═══ RECORDS TO PROCESS

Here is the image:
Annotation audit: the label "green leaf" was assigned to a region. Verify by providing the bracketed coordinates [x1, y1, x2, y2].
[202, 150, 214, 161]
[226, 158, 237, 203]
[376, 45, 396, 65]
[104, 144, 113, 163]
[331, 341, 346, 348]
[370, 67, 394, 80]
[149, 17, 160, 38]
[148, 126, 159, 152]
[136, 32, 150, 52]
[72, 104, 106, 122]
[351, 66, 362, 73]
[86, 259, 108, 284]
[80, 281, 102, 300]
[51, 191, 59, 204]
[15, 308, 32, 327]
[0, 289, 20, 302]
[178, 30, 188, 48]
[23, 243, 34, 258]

══════

- EXERCISE DESCRIPTION:
An exact restatement of the data above is required.

- WRITTEN REPLY:
Here is the image:
Annotation audit: the label "green leaf" was assigned to a region. Verify by providing the bracketed coordinates [x1, y1, x2, y2].
[202, 150, 214, 161]
[226, 158, 237, 203]
[376, 45, 396, 65]
[104, 144, 113, 163]
[331, 341, 346, 348]
[370, 67, 394, 80]
[149, 17, 160, 38]
[148, 126, 159, 152]
[136, 32, 150, 52]
[72, 104, 106, 122]
[351, 66, 362, 73]
[86, 259, 108, 284]
[80, 281, 102, 300]
[51, 191, 59, 204]
[15, 308, 32, 327]
[0, 289, 20, 302]
[178, 30, 188, 48]
[23, 243, 34, 258]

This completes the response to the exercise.